BEGIN GIVEN PASSAGE
And the crumb is particularly creamy.
I’m not a master rye baker like you, but I do appreciate a well crafted brown (and black) sourdough loaf.
I’m on the hunt for a visit to a mill …. if you want to join me when I find one, Joanna
Thank you Gill! I would love to come and visit a mill (or two) with you. Have you looked on the Cornmillers Guild site for inspiration? I will look tomorrow and see what I can find xx
I’ll look this morning…
OMG, they are amazing loaves, I just love rye bread so I might to out some time aside over Easter to make these.
Thanks, that’s very kind of you. The shaping and moving the shaped loaves is the tricky part with this, use lots of flour on the board and on your hands and it does come together with a little luck. Good luck if you try it :)
Zeb, forgive my very poor analogy, but baking with rye is a bit like playing golf – hard to explain to non-players the difficulty of the game and skills necessary for a good performance
rye is not for sissies, but you mastered rye breads like a pro – I am always amazed by the results you get – and of course, I love when you write up very thorough posts like this one. I learn a lot from them
I can’t play golf :) It is one of life’s mysteries to me. You know, every time I mix up a batch of a soft rye dough like this I think, “How am I going to shape this, surely it is impossible that it will hold a form while it proves?” but curiously I find it easier than ciabatta, which is easily as wet and floppy, at least this stuff stays put once you finally get it into a shape. Glad you liked the look of them Sally :)
I’m a great fan of sourdough ryes- and yours are always quite beautiful!
I have never been sent flour to try, although I have received it for a gift, I love the idea of being sent/gifted with flour- it makes me feel like they know and love me.
You are very kind and I wish I could send you one too Heidi :) It was very exciting to get a flour gift, you are quite right !
Look great! I’ve not yet tried to do a rye bread – yet another loaf to try. I tend to stick with Dove Farm flours but it would be nice to source something more local. I am enjoying reading Carl’s posts about the various heritage flours he has been fortunate to be using.
Hi Ray, Carl’s posts are great aren’t they? He’s a wonderful source of information on so many topics and very kind and helpful as well. I made his nettle gnocchi last year which were delicious :)
Rye’s a sore point with me just now. After some freelance success I got a bit cocky and reverted to Andrew Whitley’s 100% ryes thinking the pullman would pull me through. Result – soggy doughball with a crisp crust and a gap between the two you could drive a bus through. May post .. if I have the courage!
Mal – oops your comment was hiding in the spam folder, but I have approved it now and it should be ok next time you comment and recognise you.
I don’t have Andrew’s book so I don’t know the recipe you used. I make a 100%-er in a tin,(recipe and post here) that usually works, you have to acidify most of the rye first and then leave it in the tin. I tend to bake rye not too hot and for much longer than a wheat bread, simply because the rye flour absorbs more water than wheat and takes longer to dry out in the bake process.
Thanks Joanna, I had a wordpress ID or two and every now and then one of them resurrects itself – hence the unrecognised ID. The Rye loaf makes perfect sense and I will follow your instruction religiously. In the meantim, to bolster up my confidence, I have remade my own hybrid recipe. It worked well, so pride restored!
END GIVEN PASSAGE
**CHALLENGES:**
**A.** Answer these questions about the rye bread comments:
(i) In the reply to Gill, which site is suggested for inspiration about mills?
(ii) Which bread is described as easily as wet and floppy as the soft rye dough?
(iii) Which flours does Ray say he tends to stick with?
**B.** Reproduce the part of the rye bread comments starting at "I’m a great" and ending at "to be using.".
The items that follow are not needed for anything here.
BEGIN LISTED RECORDS
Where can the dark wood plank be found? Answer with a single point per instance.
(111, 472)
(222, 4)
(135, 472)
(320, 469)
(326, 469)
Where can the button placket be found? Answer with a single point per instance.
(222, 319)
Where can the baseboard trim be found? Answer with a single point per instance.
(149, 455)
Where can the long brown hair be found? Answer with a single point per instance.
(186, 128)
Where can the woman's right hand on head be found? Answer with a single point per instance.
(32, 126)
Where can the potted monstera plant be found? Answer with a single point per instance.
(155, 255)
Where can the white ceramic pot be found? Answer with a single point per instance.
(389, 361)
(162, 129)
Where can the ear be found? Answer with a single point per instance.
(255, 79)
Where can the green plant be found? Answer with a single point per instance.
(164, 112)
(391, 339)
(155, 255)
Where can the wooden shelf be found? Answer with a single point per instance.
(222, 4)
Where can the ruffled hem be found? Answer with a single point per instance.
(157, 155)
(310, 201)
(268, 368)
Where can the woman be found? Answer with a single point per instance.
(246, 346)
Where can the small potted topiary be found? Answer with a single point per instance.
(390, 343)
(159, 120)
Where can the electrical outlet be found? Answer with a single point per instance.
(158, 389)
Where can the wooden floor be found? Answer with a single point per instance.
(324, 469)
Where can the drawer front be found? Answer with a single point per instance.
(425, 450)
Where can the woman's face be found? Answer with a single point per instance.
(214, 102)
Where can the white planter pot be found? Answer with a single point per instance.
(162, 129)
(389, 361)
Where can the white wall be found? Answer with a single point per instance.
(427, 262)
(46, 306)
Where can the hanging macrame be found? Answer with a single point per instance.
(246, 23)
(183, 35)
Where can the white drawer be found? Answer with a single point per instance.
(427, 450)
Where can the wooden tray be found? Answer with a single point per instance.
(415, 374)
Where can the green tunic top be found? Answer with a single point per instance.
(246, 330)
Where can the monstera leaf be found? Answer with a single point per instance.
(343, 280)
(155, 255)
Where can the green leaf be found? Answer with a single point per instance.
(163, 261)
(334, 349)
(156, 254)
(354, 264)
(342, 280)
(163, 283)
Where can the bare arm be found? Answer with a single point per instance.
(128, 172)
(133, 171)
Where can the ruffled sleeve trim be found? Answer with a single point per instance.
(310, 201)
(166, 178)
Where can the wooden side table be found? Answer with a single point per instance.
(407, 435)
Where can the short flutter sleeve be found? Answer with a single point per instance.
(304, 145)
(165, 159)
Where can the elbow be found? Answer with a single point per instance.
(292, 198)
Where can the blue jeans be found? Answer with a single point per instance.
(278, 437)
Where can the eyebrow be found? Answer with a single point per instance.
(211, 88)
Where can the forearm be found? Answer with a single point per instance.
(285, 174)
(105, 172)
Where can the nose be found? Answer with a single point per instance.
END LISTED RECORDS
BEGIN LISTED RECORDS
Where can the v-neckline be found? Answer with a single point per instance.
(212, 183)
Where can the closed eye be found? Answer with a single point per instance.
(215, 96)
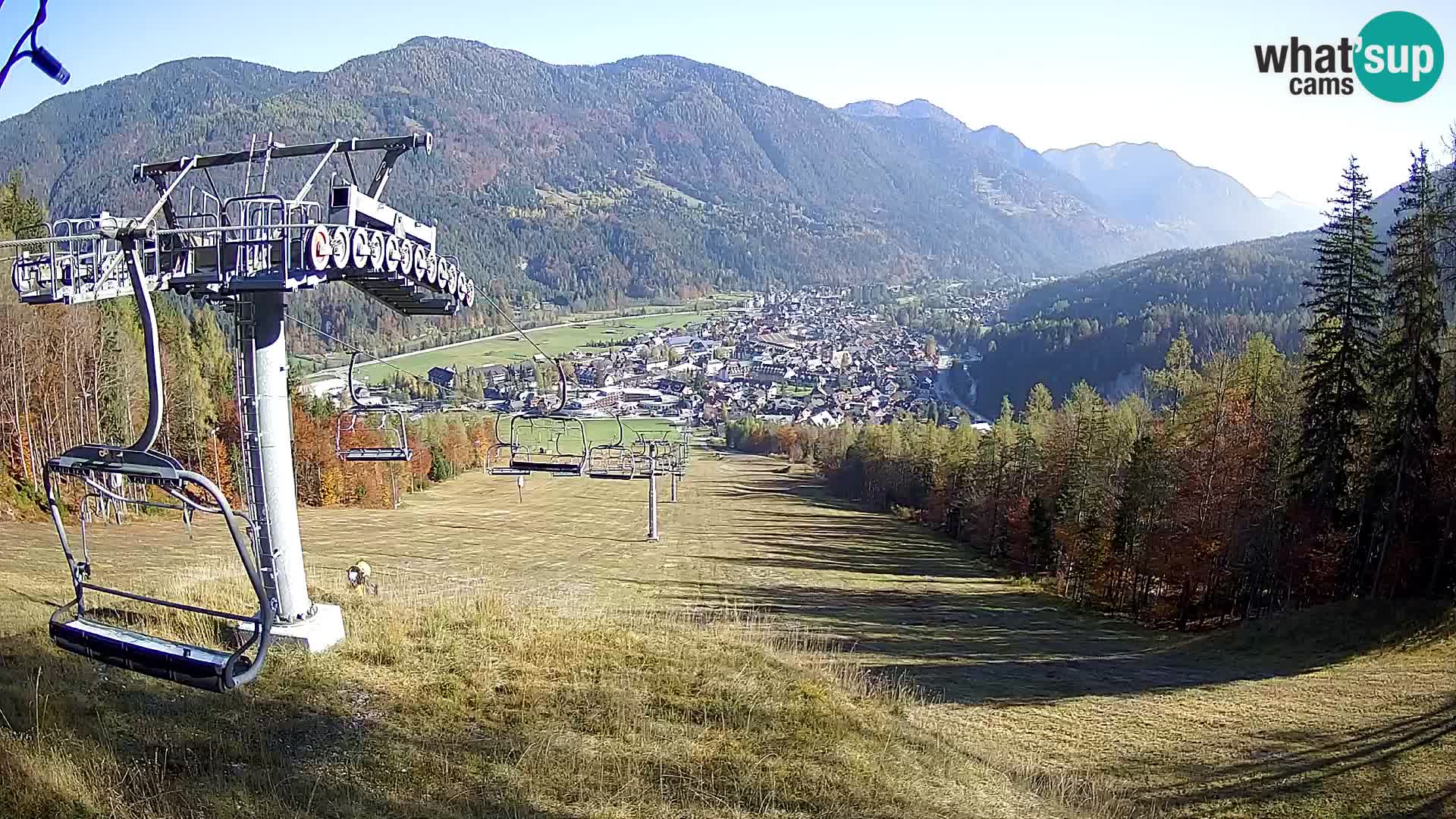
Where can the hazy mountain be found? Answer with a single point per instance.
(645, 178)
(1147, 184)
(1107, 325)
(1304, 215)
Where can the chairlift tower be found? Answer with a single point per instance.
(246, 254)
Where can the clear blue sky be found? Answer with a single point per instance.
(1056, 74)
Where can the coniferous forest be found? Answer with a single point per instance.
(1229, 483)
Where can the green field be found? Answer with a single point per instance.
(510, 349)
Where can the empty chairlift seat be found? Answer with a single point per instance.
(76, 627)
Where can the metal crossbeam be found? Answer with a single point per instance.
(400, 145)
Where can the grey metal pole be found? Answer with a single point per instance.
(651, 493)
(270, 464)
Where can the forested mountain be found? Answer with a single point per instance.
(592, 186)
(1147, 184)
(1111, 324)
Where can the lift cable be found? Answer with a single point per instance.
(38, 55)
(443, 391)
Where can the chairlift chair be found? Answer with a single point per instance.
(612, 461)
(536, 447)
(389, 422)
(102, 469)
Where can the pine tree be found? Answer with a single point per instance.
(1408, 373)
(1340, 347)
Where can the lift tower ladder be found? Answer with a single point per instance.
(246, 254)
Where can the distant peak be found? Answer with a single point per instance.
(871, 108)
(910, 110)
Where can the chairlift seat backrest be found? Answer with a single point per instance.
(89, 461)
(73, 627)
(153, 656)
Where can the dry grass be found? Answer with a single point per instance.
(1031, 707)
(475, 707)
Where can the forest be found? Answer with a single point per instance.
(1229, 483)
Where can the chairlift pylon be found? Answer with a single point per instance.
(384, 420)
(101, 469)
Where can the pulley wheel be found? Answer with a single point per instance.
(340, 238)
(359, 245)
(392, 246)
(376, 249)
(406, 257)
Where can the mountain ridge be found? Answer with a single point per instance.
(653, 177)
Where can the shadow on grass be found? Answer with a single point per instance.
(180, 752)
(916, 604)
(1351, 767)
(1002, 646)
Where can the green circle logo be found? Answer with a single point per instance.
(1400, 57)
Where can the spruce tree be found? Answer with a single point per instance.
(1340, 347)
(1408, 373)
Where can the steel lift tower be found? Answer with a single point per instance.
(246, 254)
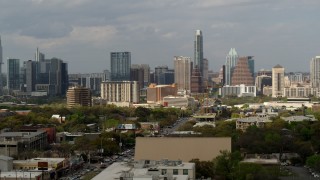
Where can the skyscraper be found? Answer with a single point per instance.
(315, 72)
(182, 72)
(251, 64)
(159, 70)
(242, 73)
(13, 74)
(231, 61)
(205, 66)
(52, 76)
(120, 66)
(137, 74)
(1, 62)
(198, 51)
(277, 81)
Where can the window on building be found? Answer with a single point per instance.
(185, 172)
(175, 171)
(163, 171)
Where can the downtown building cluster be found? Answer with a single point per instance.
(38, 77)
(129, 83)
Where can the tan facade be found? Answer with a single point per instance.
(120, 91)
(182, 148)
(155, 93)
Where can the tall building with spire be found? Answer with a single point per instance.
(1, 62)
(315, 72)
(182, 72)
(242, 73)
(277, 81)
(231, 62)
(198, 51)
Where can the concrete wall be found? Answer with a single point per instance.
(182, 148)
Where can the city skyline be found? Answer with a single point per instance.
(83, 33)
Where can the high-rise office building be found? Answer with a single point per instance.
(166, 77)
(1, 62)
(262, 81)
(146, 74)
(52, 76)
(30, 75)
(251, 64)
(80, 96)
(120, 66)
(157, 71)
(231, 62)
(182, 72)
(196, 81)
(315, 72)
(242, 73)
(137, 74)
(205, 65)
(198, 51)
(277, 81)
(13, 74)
END LISTED RECORDS
BEGIN LISTED RECORDS
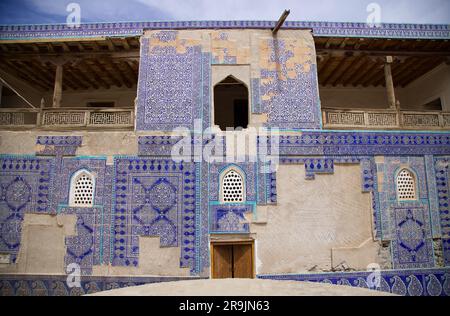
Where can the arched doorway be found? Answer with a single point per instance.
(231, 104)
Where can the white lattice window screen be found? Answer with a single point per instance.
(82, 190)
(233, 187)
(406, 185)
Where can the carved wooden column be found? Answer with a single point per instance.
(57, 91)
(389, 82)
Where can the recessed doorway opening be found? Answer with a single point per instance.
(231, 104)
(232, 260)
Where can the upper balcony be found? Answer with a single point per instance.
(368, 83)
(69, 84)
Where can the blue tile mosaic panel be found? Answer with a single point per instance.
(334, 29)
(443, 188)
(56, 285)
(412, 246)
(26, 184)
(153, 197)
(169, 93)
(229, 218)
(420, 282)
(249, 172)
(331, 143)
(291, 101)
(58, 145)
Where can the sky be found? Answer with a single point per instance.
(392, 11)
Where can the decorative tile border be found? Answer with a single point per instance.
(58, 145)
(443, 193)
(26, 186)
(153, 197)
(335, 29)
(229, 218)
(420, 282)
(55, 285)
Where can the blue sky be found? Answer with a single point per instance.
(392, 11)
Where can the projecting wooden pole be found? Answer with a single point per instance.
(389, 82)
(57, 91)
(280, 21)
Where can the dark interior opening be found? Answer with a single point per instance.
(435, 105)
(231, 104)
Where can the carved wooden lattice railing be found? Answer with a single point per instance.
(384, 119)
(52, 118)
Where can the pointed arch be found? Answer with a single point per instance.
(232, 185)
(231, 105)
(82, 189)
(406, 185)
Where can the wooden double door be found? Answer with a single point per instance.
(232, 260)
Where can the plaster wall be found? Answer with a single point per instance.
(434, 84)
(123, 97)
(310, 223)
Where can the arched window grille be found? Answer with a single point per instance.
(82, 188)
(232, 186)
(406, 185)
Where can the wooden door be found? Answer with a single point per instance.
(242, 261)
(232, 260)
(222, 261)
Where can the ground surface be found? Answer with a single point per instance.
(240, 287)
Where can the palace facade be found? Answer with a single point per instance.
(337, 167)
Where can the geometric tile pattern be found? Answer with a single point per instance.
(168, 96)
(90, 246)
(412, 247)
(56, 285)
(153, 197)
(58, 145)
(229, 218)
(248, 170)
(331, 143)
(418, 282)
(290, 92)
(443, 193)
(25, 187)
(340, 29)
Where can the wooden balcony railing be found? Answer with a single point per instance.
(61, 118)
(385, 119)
END LISTED RECORDS
**SOLUTIONS BY TASK:**
**A.**
(i) The Cornmillers Guild site
(ii) Ciabatta
(iii) Dove Farm flours

**B.**
I’m a great fan of sourdough ryes- and yours are always quite beautiful!
I have never been sent flour to try, although I have received it for a gift, I love the idea of being sent/gifted with flour- it makes me feel like they know and love me.
You are very kind and I wish I could send you one too Heidi :) It was very exciting to get a flour gift, you are quite right !
Look great! I’ve not yet tried to do a rye bread – yet another loaf to try. I tend to stick with Dove Farm flours but it would be nice to source something more local. I am enjoying reading Carl’s posts about the various heritage flours he has been fortunate to be using.